WORK INSTRUCTIONS> Turn everything from the line containing "Please segment every instance of the air" down to the last line of the entries below into a numbered list, leaving out blank lines.
# # # # #
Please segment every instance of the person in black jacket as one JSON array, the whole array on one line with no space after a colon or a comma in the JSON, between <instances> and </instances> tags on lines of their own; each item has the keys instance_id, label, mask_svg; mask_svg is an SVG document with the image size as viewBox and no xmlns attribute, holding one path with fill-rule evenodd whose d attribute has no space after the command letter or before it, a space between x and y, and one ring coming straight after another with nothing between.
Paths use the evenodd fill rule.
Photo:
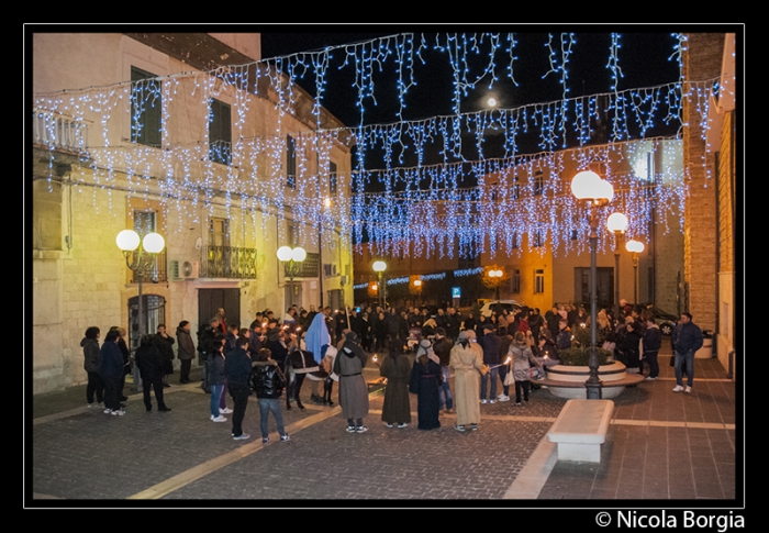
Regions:
<instances>
[{"instance_id":1,"label":"person in black jacket","mask_svg":"<svg viewBox=\"0 0 769 533\"><path fill-rule=\"evenodd\" d=\"M278 363L270 358L269 348L261 348L254 363L253 385L256 398L259 400L259 426L261 429L261 443L269 442L268 417L271 412L278 424L278 433L281 441L290 440L283 427L283 414L280 412L280 395L286 387L286 377L280 371Z\"/></svg>"},{"instance_id":2,"label":"person in black jacket","mask_svg":"<svg viewBox=\"0 0 769 533\"><path fill-rule=\"evenodd\" d=\"M155 389L155 400L158 411L170 411L163 399L163 370L164 362L160 351L157 349L153 341L153 335L143 335L142 344L136 349L136 367L142 375L142 389L144 392L144 407L147 412L153 410L149 400L149 389Z\"/></svg>"},{"instance_id":3,"label":"person in black jacket","mask_svg":"<svg viewBox=\"0 0 769 533\"><path fill-rule=\"evenodd\" d=\"M659 376L659 364L657 363L657 355L659 354L659 348L662 347L662 332L659 326L655 323L654 317L649 315L646 318L646 331L643 336L644 355L643 358L649 364L649 375L646 376L648 381L657 379ZM642 374L643 359L642 359Z\"/></svg>"},{"instance_id":4,"label":"person in black jacket","mask_svg":"<svg viewBox=\"0 0 769 533\"><path fill-rule=\"evenodd\" d=\"M158 324L155 334L155 346L163 356L163 386L170 387L168 376L174 374L174 337L166 333L166 324Z\"/></svg>"},{"instance_id":5,"label":"person in black jacket","mask_svg":"<svg viewBox=\"0 0 769 533\"><path fill-rule=\"evenodd\" d=\"M227 387L233 401L232 414L232 436L235 441L244 441L250 435L243 433L243 419L248 407L248 396L250 395L249 379L252 371L252 360L248 355L248 338L241 336L237 338L237 347L227 352L224 362L224 373L227 376Z\"/></svg>"},{"instance_id":6,"label":"person in black jacket","mask_svg":"<svg viewBox=\"0 0 769 533\"><path fill-rule=\"evenodd\" d=\"M101 380L101 376L99 376L99 360L101 358L101 349L99 348L100 333L99 327L92 325L86 330L86 336L80 341L82 355L86 358L82 367L88 373L88 387L86 388L88 407L93 407L94 392L99 407L101 407L104 401L104 384Z\"/></svg>"},{"instance_id":7,"label":"person in black jacket","mask_svg":"<svg viewBox=\"0 0 769 533\"><path fill-rule=\"evenodd\" d=\"M99 359L99 376L104 382L104 413L122 417L125 411L120 407L120 379L123 377L123 354L118 347L120 334L116 330L110 330L101 345Z\"/></svg>"}]
</instances>

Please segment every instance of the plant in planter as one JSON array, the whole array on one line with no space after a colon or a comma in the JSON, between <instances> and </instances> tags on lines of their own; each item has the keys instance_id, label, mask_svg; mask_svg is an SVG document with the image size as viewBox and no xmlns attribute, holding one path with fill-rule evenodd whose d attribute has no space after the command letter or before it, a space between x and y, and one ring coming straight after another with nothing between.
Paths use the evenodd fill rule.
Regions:
<instances>
[{"instance_id":1,"label":"plant in planter","mask_svg":"<svg viewBox=\"0 0 769 533\"><path fill-rule=\"evenodd\" d=\"M561 349L558 353L558 359L561 365L566 366L588 366L590 364L590 330L576 326L572 332L571 347ZM600 336L597 340L597 344L599 346L603 344L603 340ZM611 352L603 348L595 348L595 352L599 366L605 365L608 357L612 355Z\"/></svg>"}]
</instances>

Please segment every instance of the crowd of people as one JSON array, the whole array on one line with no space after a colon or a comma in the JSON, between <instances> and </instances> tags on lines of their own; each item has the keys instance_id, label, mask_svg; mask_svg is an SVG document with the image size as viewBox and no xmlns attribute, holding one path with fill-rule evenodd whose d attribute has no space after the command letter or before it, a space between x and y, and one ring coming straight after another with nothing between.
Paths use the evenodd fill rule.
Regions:
<instances>
[{"instance_id":1,"label":"crowd of people","mask_svg":"<svg viewBox=\"0 0 769 533\"><path fill-rule=\"evenodd\" d=\"M644 371L647 380L659 375L657 355L661 333L650 308L636 308L620 302L620 313L602 309L597 315L599 345L611 357L625 364L627 371ZM481 419L480 406L510 401L514 387L515 404L530 401L532 382L559 364L559 354L571 347L572 329L589 327L590 317L582 307L554 306L544 315L539 309L521 308L492 311L490 315L472 312L466 317L454 308L438 309L431 315L425 308L398 311L379 306L359 311L332 311L289 308L282 318L270 310L257 312L248 327L226 324L224 310L211 318L198 332L196 348L189 321L181 321L170 336L165 324L155 334L142 336L135 363L143 381L144 404L152 411L151 391L157 410L170 411L164 400L164 388L174 373L174 345L180 360L180 384L191 382L190 367L196 352L203 365L203 389L211 395L210 420L227 422L232 414L232 437L247 440L243 420L248 398L255 393L259 404L263 443L269 441L269 417L275 419L281 441L289 441L280 399L286 395L286 409L296 403L304 410L301 389L305 380L312 386L310 399L320 406L334 406L332 393L338 382L338 401L348 433L364 433L364 419L369 411L368 386L363 369L369 354L384 351L379 365L387 379L381 420L388 427L403 429L411 423L410 395L416 397L417 427L441 427L439 414L456 414L455 430L475 431ZM131 371L131 353L125 330L109 330L99 346L101 332L88 327L81 346L89 407L104 413L123 415L125 376ZM416 338L415 338L416 337ZM410 341L414 362L406 357ZM703 344L700 327L690 313L682 313L672 332L675 374L673 391L691 392L694 353ZM454 375L454 390L449 377ZM683 376L687 377L686 388ZM501 393L498 384L502 384ZM322 388L322 392L321 392ZM226 406L226 398L233 408Z\"/></svg>"}]
</instances>

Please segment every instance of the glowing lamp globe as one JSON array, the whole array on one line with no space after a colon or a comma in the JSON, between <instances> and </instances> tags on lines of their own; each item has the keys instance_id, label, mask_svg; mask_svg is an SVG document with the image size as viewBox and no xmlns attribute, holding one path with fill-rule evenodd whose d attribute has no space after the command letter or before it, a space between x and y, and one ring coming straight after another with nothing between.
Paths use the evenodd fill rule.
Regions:
<instances>
[{"instance_id":1,"label":"glowing lamp globe","mask_svg":"<svg viewBox=\"0 0 769 533\"><path fill-rule=\"evenodd\" d=\"M601 177L592 170L582 170L571 179L571 193L578 200L592 200L598 198Z\"/></svg>"},{"instance_id":2,"label":"glowing lamp globe","mask_svg":"<svg viewBox=\"0 0 769 533\"><path fill-rule=\"evenodd\" d=\"M123 230L118 234L115 242L118 243L118 247L123 252L133 252L138 248L138 233L133 230Z\"/></svg>"},{"instance_id":3,"label":"glowing lamp globe","mask_svg":"<svg viewBox=\"0 0 769 533\"><path fill-rule=\"evenodd\" d=\"M297 246L291 251L291 258L293 259L294 263L301 263L303 262L308 256L308 253L304 248L301 246Z\"/></svg>"},{"instance_id":4,"label":"glowing lamp globe","mask_svg":"<svg viewBox=\"0 0 769 533\"><path fill-rule=\"evenodd\" d=\"M606 227L611 232L624 232L627 230L627 216L622 213L612 213L606 220Z\"/></svg>"},{"instance_id":5,"label":"glowing lamp globe","mask_svg":"<svg viewBox=\"0 0 769 533\"><path fill-rule=\"evenodd\" d=\"M166 240L159 233L147 233L142 240L144 251L151 254L159 254L166 246Z\"/></svg>"},{"instance_id":6,"label":"glowing lamp globe","mask_svg":"<svg viewBox=\"0 0 769 533\"><path fill-rule=\"evenodd\" d=\"M602 179L599 184L599 196L595 197L598 200L606 200L608 202L611 202L612 199L614 198L614 186L606 181L605 179Z\"/></svg>"},{"instance_id":7,"label":"glowing lamp globe","mask_svg":"<svg viewBox=\"0 0 769 533\"><path fill-rule=\"evenodd\" d=\"M646 246L644 246L644 243L638 241L627 241L627 243L625 244L625 249L635 254L640 254L644 251L644 248L646 248Z\"/></svg>"}]
</instances>

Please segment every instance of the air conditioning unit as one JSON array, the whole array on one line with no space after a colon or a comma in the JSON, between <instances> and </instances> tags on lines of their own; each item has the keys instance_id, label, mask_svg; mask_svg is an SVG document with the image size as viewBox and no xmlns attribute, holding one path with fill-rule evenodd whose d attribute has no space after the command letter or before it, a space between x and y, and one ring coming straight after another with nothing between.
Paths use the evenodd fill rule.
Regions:
<instances>
[{"instance_id":1,"label":"air conditioning unit","mask_svg":"<svg viewBox=\"0 0 769 533\"><path fill-rule=\"evenodd\" d=\"M174 281L198 279L200 263L192 260L171 259L168 262L168 275Z\"/></svg>"},{"instance_id":2,"label":"air conditioning unit","mask_svg":"<svg viewBox=\"0 0 769 533\"><path fill-rule=\"evenodd\" d=\"M179 275L179 260L178 259L171 259L168 262L168 277L172 281L178 281L181 279L181 276Z\"/></svg>"},{"instance_id":3,"label":"air conditioning unit","mask_svg":"<svg viewBox=\"0 0 769 533\"><path fill-rule=\"evenodd\" d=\"M200 276L200 263L197 260L186 260L180 265L181 277L183 279L198 279Z\"/></svg>"}]
</instances>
# # # # #
TASK OUTPUT>
1. Please segment every instance of the air conditioning unit as one JSON array, the whole array on one line with no space after a colon or a comma in the JSON, between <instances> and </instances> tags on lines of their own; each item has the keys instance_id, label, mask_svg; mask_svg is an SVG document with the image size as viewBox and no xmlns attribute, holding one path with fill-rule evenodd whose d attribute has no space after the command letter or before it, a space between x and y, and one ring coming straight after another with nothing between.
2. Paths use the evenodd fill rule.
3. Regions:
4. <instances>
5. [{"instance_id":1,"label":"air conditioning unit","mask_svg":"<svg viewBox=\"0 0 769 533\"><path fill-rule=\"evenodd\" d=\"M174 281L198 279L200 263L192 260L171 259L168 262L168 275Z\"/></svg>"},{"instance_id":2,"label":"air conditioning unit","mask_svg":"<svg viewBox=\"0 0 769 533\"><path fill-rule=\"evenodd\" d=\"M179 275L179 260L178 259L171 259L168 262L168 277L172 281L178 281L181 279L181 276Z\"/></svg>"},{"instance_id":3,"label":"air conditioning unit","mask_svg":"<svg viewBox=\"0 0 769 533\"><path fill-rule=\"evenodd\" d=\"M200 276L200 263L197 260L186 260L180 265L181 277L183 279L198 279Z\"/></svg>"}]
6. </instances>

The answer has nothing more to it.